● **EXERCISE REQUIREMENTS**: Copy exactly the lines of the records below, and only those lines, beginning with the line that contains "the can-am logo." and ending with the line that contains "the defender badge.".

● **Data items**:
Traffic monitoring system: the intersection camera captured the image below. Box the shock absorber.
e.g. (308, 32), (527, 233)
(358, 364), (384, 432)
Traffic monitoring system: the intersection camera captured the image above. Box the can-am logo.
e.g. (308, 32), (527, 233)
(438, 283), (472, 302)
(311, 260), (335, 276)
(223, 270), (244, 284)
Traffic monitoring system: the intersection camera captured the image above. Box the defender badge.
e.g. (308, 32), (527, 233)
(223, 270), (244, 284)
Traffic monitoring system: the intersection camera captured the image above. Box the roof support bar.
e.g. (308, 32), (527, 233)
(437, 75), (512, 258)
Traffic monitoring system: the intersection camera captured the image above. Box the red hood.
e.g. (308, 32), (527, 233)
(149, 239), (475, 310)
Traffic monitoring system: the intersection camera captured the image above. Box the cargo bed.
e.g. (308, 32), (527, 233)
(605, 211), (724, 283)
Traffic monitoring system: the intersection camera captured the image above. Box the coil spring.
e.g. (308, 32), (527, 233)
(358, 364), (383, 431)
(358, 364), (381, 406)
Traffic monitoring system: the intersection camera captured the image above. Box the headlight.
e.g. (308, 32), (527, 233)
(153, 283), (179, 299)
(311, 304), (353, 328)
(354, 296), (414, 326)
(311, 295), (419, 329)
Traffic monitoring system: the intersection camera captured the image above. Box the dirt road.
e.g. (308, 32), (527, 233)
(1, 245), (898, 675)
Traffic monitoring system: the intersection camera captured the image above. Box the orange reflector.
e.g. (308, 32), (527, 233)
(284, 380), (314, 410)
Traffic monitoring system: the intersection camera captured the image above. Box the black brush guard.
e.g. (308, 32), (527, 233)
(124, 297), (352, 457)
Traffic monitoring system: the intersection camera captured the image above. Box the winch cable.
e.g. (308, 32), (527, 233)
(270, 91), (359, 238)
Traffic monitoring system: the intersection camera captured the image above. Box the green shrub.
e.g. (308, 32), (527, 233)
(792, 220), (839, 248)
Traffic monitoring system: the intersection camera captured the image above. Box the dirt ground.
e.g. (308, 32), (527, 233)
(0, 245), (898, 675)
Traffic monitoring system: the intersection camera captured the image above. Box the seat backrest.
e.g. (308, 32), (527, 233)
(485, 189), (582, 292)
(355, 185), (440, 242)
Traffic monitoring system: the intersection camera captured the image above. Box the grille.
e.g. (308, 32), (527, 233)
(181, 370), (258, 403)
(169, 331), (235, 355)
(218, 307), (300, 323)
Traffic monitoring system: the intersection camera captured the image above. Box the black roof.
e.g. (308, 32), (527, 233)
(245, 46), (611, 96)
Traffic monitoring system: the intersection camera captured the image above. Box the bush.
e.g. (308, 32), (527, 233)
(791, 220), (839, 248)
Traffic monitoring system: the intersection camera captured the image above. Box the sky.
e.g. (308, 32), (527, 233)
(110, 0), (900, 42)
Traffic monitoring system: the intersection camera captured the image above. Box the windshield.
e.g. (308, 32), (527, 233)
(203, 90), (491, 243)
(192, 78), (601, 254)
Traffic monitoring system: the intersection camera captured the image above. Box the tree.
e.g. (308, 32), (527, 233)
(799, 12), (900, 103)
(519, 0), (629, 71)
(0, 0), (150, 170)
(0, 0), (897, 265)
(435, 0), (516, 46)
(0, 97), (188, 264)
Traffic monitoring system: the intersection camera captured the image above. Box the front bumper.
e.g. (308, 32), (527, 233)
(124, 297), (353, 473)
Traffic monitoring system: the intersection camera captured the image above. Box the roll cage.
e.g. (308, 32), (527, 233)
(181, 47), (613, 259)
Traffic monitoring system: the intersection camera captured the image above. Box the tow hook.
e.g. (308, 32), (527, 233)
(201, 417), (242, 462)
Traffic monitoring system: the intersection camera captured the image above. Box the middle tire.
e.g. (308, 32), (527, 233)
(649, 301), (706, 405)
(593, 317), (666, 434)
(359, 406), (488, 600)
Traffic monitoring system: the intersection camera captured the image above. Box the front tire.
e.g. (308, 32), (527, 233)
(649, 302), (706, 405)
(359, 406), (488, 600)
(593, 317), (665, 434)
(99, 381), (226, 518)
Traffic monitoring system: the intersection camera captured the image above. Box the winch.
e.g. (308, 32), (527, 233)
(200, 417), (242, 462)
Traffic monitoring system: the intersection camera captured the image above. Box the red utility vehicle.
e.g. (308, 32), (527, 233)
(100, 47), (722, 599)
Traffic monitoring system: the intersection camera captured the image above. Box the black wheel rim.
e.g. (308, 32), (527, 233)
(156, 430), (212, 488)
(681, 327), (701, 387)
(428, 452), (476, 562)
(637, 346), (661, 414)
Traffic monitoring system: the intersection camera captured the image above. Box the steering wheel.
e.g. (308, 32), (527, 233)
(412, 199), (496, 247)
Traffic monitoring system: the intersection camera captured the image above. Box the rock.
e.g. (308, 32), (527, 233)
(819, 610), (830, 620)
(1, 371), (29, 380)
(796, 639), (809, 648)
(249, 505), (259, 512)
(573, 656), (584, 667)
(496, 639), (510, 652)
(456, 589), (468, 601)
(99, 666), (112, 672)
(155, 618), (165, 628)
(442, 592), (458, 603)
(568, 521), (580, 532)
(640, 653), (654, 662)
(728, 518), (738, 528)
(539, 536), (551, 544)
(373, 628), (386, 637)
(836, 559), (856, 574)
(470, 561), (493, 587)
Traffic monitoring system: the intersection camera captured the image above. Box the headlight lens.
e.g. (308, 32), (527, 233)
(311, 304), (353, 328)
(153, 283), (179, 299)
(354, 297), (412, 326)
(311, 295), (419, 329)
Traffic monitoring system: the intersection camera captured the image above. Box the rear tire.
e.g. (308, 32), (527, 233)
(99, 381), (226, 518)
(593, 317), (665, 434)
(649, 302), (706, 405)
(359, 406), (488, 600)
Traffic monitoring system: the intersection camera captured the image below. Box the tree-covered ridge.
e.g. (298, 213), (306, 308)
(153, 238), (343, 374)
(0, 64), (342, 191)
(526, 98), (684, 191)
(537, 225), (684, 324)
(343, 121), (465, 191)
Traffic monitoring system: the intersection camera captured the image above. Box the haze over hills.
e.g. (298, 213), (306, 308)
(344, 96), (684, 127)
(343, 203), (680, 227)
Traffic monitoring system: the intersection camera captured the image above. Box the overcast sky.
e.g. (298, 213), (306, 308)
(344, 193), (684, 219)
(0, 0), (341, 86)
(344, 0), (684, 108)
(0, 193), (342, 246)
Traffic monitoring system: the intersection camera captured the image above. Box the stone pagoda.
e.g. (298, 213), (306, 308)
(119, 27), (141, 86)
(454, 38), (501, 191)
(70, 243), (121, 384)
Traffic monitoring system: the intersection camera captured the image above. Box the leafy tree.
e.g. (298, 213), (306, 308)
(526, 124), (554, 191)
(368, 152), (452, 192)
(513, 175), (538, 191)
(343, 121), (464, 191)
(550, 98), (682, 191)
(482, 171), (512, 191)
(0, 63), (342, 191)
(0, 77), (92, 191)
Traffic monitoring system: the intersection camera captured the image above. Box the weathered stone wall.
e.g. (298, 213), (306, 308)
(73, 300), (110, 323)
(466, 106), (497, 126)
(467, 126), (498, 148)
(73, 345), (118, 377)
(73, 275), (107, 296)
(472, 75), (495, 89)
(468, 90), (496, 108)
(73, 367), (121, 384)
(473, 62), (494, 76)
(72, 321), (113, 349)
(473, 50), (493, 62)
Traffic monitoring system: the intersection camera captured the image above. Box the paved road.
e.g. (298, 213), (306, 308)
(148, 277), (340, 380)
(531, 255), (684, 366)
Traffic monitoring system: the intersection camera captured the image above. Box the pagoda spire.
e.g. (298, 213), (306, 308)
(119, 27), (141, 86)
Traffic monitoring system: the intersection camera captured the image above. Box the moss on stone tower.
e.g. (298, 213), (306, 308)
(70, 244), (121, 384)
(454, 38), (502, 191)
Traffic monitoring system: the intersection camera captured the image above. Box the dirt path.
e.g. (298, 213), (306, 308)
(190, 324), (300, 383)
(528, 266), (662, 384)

● **TASK RESULT**:
Traffic monitoring system: the intersection camera captured the image above. Box the can-am logo.
e.g. (308, 32), (527, 233)
(438, 283), (472, 302)
(311, 260), (335, 276)
(223, 270), (244, 284)
Traffic monitoring system: the intersection camera captured the image above. Box the defender badge.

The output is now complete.